# Exercise task
Put the data lines between the one holding "Spot the police officer" and the one holding "(1184, 667)", inclusive, into a numbered list with blank lines left out.

□ □ □ □ □

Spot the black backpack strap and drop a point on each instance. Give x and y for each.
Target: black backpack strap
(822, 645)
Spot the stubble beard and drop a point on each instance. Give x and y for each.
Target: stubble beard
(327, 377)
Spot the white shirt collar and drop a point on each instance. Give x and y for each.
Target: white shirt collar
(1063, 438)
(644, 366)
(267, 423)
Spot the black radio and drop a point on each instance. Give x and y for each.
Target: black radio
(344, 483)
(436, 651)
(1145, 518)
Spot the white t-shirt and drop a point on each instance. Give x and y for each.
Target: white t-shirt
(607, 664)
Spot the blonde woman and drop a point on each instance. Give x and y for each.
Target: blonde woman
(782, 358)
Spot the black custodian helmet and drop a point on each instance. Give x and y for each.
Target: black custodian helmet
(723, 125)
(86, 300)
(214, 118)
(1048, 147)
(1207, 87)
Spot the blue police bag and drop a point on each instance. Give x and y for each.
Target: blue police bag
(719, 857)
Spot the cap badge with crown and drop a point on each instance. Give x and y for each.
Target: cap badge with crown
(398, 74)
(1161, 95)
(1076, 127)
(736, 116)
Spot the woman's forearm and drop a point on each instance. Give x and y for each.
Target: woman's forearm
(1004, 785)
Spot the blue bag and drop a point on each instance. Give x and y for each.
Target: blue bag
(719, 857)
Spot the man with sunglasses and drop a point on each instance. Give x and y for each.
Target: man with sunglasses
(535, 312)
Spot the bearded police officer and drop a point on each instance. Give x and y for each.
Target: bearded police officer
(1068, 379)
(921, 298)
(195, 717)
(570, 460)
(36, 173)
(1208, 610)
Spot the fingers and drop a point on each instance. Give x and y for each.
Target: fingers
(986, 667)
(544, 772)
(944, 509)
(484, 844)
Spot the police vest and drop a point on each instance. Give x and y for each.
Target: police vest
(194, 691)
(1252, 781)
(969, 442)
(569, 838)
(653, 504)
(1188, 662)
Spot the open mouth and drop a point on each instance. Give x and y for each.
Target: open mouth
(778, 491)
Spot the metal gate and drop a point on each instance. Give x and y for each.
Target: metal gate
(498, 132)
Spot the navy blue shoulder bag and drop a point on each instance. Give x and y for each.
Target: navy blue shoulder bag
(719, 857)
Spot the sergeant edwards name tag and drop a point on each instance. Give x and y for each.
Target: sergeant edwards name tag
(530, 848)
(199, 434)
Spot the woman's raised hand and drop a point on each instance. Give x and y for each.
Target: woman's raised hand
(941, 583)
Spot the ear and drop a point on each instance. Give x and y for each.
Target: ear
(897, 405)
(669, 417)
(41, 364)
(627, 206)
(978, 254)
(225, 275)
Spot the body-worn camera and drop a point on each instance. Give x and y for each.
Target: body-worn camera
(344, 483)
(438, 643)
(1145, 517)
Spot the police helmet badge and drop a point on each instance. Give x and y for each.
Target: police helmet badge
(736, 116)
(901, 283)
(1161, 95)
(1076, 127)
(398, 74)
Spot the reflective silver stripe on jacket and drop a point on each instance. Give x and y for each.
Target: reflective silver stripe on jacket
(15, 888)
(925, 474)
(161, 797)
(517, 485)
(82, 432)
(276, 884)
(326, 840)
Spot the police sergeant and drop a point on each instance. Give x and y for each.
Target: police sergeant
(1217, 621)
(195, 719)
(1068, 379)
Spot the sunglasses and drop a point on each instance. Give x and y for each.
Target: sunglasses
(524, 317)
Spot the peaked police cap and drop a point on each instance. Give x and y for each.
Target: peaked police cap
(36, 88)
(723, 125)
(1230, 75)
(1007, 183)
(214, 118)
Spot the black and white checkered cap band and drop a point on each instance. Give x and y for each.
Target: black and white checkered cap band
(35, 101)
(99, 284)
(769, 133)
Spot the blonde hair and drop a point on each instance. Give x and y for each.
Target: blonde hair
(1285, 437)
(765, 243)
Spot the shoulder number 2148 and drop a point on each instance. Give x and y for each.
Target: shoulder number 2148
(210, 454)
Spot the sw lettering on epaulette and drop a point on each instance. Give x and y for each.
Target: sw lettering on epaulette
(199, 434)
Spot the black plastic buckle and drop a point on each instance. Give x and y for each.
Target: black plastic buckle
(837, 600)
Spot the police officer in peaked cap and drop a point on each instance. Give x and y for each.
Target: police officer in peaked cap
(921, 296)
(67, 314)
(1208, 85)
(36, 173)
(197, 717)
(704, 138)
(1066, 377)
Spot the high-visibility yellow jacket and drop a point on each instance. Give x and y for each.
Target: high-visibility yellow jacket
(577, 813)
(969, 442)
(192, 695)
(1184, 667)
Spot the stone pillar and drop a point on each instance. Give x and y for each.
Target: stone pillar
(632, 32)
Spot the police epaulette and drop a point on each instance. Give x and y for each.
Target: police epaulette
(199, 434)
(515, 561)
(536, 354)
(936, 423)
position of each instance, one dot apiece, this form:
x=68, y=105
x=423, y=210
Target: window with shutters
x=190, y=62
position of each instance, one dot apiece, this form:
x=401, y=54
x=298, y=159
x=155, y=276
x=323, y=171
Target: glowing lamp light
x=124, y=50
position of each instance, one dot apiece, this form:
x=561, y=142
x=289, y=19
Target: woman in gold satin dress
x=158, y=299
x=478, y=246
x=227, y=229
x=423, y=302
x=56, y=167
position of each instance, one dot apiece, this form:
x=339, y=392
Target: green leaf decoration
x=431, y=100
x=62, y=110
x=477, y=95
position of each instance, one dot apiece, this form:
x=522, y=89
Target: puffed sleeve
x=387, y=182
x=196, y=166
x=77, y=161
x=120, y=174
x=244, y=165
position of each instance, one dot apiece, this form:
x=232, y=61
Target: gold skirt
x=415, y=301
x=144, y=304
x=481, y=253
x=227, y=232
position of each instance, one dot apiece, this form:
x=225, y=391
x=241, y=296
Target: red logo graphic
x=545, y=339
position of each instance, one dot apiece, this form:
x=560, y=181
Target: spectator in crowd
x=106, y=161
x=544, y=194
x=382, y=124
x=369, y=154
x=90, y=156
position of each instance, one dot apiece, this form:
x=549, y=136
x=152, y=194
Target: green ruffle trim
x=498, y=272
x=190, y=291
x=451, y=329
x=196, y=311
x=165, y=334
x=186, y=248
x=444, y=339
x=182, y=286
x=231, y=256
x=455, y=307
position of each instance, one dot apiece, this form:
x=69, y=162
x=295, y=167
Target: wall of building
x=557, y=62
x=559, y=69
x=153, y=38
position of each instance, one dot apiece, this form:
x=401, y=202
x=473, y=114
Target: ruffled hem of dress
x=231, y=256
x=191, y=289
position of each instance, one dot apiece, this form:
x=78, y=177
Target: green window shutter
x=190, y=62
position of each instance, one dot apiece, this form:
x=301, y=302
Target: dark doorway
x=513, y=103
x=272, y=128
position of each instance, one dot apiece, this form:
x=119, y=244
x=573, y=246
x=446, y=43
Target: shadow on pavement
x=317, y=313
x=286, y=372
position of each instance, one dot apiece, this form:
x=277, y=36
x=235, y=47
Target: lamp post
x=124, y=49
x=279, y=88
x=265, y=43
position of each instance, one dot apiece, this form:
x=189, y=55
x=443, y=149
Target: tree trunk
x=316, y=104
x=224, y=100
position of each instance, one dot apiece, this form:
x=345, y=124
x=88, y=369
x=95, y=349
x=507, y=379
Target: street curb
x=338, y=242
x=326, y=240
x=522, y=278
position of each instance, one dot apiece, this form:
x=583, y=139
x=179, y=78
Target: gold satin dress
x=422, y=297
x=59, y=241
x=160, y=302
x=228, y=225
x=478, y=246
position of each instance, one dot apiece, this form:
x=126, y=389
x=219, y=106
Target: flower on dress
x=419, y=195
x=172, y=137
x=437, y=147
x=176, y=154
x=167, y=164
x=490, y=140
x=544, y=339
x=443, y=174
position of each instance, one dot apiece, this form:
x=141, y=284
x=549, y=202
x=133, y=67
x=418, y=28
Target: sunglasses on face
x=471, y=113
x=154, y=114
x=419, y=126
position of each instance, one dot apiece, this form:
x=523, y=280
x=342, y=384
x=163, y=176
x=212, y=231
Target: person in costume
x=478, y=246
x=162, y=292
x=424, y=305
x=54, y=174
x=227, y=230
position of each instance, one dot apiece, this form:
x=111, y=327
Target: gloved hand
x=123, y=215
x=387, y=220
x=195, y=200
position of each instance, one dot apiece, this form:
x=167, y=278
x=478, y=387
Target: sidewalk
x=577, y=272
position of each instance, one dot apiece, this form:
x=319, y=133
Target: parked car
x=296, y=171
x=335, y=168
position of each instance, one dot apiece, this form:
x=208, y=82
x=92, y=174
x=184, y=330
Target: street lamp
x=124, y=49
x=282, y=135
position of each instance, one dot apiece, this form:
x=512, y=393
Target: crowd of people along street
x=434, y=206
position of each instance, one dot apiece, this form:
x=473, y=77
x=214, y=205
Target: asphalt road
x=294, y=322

□ □ □ □ □

# Correct result
1. Spot the police officer in peaked cap and drop a point on each instance. Give x and y for each.
2. Target: police officer in peaked cap
3. (921, 296)
4. (67, 314)
5. (1208, 85)
6. (36, 173)
7. (197, 717)
8. (704, 138)
9. (1066, 377)
10. Spot the high-visibility yellow jacket and drop a point on each instance. Give x and y for each.
11. Target: high-visibility yellow jacket
12. (577, 813)
13. (969, 442)
14. (192, 695)
15. (1184, 667)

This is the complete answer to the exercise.